* _WHAT THE TASK ASKS_
Nothing before the line containing "Return one point per instance of the green tree." belongs in the answer; quote that line and all lines after it through the end of the material, word for word.

Object location annotation data
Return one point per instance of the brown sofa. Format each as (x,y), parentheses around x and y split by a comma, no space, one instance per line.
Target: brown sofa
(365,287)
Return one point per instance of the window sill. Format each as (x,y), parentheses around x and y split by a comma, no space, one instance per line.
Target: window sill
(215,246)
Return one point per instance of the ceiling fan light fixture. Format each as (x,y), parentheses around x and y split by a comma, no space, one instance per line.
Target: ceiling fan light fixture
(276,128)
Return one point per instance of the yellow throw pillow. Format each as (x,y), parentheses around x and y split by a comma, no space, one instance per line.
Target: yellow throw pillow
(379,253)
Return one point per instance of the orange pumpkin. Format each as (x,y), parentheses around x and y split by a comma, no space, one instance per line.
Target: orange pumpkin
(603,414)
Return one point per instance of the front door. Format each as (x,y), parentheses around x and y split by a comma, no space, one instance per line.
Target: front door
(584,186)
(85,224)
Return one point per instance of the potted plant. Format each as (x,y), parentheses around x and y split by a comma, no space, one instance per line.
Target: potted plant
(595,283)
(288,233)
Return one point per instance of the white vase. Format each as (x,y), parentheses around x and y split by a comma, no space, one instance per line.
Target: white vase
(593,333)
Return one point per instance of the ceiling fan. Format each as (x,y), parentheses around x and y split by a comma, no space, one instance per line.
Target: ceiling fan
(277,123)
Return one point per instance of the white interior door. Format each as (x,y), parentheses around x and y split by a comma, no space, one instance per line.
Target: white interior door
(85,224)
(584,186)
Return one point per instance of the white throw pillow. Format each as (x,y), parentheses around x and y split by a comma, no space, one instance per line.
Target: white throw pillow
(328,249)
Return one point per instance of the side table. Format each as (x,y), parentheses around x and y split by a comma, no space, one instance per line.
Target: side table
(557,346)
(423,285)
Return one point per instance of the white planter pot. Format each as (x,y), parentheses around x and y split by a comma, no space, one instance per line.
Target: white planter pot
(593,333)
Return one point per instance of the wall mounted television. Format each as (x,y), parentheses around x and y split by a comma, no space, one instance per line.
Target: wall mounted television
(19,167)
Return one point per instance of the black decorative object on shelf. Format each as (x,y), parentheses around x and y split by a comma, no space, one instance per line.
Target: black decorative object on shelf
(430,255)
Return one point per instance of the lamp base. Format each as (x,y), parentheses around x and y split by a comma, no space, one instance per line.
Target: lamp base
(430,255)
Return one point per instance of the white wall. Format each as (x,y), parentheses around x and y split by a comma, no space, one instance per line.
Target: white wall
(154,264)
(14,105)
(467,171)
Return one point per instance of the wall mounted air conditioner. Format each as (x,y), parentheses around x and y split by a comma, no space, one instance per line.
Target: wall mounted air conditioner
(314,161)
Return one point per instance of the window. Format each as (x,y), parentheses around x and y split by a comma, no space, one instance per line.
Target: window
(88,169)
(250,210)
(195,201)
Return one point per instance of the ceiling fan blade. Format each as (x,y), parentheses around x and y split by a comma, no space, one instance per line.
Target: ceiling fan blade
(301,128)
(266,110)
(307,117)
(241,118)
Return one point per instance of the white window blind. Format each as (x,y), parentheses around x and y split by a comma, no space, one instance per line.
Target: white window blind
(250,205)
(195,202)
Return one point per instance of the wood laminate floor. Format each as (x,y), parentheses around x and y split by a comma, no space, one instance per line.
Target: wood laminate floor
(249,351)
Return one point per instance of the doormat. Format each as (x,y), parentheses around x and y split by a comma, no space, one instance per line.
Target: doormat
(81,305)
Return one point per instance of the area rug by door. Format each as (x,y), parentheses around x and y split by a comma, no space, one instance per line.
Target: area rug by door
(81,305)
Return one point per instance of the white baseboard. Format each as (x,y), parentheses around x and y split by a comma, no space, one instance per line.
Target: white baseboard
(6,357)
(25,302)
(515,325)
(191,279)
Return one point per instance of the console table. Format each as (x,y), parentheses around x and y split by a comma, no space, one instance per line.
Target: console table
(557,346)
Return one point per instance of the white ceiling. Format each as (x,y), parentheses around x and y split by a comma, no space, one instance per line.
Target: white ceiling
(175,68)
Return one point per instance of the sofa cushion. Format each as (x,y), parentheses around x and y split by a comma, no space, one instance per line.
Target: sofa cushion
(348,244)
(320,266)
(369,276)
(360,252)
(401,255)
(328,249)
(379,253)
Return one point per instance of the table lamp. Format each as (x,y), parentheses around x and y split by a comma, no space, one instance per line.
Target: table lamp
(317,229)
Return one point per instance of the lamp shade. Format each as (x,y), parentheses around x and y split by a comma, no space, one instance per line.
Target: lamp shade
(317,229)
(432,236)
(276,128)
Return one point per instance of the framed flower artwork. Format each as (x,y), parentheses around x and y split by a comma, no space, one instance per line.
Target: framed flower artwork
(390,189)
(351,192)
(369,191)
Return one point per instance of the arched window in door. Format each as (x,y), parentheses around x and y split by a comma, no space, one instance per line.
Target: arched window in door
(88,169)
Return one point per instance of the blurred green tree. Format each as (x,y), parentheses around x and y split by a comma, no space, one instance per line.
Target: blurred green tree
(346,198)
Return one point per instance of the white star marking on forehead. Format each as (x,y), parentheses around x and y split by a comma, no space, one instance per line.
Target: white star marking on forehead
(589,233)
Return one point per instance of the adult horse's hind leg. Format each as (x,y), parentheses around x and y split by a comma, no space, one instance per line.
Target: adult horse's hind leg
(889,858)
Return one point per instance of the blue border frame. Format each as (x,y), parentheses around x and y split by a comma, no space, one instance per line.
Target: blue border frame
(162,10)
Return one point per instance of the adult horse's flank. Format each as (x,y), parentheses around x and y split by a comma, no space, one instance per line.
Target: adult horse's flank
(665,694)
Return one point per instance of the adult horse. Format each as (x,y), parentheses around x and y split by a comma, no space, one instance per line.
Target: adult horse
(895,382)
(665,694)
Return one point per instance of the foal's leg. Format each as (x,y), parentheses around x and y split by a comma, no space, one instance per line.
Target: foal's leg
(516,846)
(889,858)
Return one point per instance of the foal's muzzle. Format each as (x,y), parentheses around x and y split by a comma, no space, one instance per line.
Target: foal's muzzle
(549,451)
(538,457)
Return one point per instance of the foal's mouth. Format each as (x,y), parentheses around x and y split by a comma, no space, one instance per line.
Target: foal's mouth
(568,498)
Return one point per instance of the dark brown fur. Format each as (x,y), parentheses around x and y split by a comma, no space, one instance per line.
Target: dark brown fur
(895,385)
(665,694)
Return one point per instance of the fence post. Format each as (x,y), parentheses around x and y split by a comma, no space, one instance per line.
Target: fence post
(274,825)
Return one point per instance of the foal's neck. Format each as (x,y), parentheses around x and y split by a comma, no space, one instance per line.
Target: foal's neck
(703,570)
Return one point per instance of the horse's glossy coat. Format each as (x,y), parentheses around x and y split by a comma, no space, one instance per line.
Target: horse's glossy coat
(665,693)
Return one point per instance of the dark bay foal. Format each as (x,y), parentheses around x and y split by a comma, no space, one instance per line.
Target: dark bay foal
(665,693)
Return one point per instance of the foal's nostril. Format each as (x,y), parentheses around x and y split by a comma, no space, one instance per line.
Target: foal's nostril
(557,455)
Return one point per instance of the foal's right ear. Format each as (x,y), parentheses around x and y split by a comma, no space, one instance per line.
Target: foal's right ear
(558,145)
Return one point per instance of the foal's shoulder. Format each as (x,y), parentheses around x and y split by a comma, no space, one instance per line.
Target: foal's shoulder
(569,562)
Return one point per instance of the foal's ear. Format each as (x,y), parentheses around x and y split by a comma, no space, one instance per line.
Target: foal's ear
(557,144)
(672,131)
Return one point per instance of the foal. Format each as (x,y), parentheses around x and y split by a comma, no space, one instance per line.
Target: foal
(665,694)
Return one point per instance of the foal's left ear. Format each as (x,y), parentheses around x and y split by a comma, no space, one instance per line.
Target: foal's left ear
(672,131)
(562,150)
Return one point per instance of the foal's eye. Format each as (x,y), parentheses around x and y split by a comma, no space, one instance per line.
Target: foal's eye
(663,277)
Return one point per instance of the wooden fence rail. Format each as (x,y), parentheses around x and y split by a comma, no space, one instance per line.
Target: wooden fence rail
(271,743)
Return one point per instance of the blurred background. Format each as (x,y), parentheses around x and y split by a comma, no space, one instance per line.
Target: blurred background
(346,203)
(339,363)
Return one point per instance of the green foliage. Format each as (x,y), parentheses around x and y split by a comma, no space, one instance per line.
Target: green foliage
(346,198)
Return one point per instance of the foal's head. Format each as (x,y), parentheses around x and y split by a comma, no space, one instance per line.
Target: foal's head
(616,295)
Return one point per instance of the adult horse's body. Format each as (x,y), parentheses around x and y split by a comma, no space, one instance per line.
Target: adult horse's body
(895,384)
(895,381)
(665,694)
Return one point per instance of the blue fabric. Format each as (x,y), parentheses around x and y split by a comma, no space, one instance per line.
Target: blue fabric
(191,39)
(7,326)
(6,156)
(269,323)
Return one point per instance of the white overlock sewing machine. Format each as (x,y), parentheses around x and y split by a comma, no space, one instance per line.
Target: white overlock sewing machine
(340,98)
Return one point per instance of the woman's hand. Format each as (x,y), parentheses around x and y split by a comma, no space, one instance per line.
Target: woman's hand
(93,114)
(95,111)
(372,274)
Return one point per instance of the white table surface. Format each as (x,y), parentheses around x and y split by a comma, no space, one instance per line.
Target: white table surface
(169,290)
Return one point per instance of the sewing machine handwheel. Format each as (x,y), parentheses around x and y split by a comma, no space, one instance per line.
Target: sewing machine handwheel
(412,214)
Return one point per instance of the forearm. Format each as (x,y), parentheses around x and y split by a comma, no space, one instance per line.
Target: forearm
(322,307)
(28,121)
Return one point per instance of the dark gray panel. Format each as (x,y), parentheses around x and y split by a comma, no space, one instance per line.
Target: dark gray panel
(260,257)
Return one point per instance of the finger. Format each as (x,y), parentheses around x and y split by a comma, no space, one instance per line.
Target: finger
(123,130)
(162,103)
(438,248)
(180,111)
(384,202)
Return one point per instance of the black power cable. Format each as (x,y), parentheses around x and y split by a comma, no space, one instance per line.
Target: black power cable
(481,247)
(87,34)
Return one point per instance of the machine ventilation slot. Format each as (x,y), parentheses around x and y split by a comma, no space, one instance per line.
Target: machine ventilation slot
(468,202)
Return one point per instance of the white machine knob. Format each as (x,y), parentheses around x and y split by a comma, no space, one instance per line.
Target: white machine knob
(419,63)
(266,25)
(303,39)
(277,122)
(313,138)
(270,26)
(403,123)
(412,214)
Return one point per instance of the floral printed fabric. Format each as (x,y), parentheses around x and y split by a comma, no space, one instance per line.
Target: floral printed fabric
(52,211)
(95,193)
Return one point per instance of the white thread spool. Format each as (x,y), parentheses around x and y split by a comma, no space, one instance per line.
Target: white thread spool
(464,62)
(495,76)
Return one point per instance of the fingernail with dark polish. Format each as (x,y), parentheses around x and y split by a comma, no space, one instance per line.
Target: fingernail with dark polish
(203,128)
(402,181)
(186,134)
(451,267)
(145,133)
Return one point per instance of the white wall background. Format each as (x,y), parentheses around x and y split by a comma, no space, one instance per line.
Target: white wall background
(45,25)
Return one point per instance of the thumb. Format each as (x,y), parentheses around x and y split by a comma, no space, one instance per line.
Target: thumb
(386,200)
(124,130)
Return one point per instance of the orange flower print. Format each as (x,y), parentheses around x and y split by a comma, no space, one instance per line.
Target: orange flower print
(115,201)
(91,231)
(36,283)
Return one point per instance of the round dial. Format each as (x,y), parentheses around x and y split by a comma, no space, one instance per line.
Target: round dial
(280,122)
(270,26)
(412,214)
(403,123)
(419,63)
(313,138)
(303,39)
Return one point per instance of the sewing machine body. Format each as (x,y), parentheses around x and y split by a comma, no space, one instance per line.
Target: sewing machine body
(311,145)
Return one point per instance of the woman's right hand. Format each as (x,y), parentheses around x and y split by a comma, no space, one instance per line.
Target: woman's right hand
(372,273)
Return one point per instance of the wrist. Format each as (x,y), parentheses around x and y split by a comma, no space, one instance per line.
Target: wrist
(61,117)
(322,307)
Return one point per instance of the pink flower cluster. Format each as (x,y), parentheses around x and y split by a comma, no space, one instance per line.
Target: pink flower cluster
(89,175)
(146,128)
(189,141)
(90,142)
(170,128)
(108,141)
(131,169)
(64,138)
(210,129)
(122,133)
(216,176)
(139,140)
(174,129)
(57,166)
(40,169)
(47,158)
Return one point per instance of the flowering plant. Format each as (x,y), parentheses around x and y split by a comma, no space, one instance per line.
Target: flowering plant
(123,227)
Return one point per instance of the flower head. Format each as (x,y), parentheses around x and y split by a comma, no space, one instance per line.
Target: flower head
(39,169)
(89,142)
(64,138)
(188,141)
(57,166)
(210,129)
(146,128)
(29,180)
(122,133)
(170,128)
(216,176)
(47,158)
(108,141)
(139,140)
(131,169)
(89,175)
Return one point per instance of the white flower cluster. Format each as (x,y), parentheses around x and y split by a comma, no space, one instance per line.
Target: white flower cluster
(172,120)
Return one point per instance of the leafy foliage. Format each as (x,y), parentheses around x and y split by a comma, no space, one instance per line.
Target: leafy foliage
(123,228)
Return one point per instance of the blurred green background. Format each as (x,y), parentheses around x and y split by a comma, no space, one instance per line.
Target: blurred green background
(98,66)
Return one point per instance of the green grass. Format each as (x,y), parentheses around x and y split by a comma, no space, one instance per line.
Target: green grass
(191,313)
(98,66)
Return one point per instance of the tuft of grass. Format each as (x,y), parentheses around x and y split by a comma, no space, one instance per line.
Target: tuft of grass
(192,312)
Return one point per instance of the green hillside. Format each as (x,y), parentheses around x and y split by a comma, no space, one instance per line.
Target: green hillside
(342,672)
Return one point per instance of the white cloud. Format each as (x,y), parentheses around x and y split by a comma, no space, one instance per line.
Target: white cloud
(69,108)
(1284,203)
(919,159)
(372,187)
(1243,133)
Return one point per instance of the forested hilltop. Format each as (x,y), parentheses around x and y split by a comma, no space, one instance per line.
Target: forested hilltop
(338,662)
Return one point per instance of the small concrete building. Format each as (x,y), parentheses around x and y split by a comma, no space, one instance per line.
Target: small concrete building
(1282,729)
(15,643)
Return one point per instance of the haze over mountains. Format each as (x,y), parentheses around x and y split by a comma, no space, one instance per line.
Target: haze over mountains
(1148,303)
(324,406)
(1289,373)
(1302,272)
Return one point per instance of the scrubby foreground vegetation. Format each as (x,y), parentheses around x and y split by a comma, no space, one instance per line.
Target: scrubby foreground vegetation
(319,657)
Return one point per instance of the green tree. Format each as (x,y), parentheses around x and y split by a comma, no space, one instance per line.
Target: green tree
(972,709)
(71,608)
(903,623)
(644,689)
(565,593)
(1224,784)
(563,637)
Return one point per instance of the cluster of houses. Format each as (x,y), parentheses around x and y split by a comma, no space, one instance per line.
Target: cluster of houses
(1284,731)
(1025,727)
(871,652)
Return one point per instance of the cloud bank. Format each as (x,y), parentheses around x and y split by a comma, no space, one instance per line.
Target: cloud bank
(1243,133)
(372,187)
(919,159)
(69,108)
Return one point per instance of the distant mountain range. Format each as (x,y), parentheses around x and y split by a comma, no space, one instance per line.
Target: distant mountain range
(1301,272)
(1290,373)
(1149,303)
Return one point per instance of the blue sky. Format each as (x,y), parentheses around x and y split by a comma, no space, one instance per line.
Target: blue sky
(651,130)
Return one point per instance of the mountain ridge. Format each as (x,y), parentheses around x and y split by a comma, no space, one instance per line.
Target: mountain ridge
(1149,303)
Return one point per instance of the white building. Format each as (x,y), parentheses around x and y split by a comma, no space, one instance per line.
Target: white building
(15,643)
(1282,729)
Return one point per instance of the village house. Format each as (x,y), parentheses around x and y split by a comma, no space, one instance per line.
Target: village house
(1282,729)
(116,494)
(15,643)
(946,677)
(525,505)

* _EXERCISE OUTPUT_
Return one point per instance of the green tree. Format each as (x,y), parentheses around x and y split by a comma, no space, one instance per line.
Target: green tree
(972,709)
(71,608)
(903,623)
(644,689)
(565,593)
(1224,784)
(563,637)
Return one point per instance of the cluster of houses. Format each as (x,y), parentheses around x and y split by a comma, no space, one instance per line.
Target: cluster of houses
(1284,731)
(1025,727)
(871,652)
Return one point per instance of the cloud bank. Format each as (x,y), parentheses around x and y split by a comma, no space, one instance per line.
Target: cloud bank
(1243,133)
(372,187)
(919,159)
(69,108)
Return one point per instance of the distant mountain range. Format each as (x,y), parentheses around x and y split by a comma, no space, one instance per line.
Target: distant mountain range
(1301,272)
(1290,373)
(1149,303)
Return one point per instance of the blue sky. Format each as (x,y), parentheses around x and y split by a comma, no space, one instance per line.
Target: blue sky
(651,130)
Return one point per instance of the mountain ridge. Format each as (x,y), parentheses around x and y split by a comma, no space, one instance per line.
Target: mountain ridge
(1149,303)
Return one point per instance of the white building. Format each as (x,y), parentheses around x and y split by a comma, no space, one instance per line.
Target: white building
(15,643)
(1282,729)
Return one point per instance of the village house. Format each as (x,y), parentheses around x and y split by a comma, no space, one instance per line.
Target: village house
(1282,729)
(116,494)
(15,643)
(946,677)
(525,505)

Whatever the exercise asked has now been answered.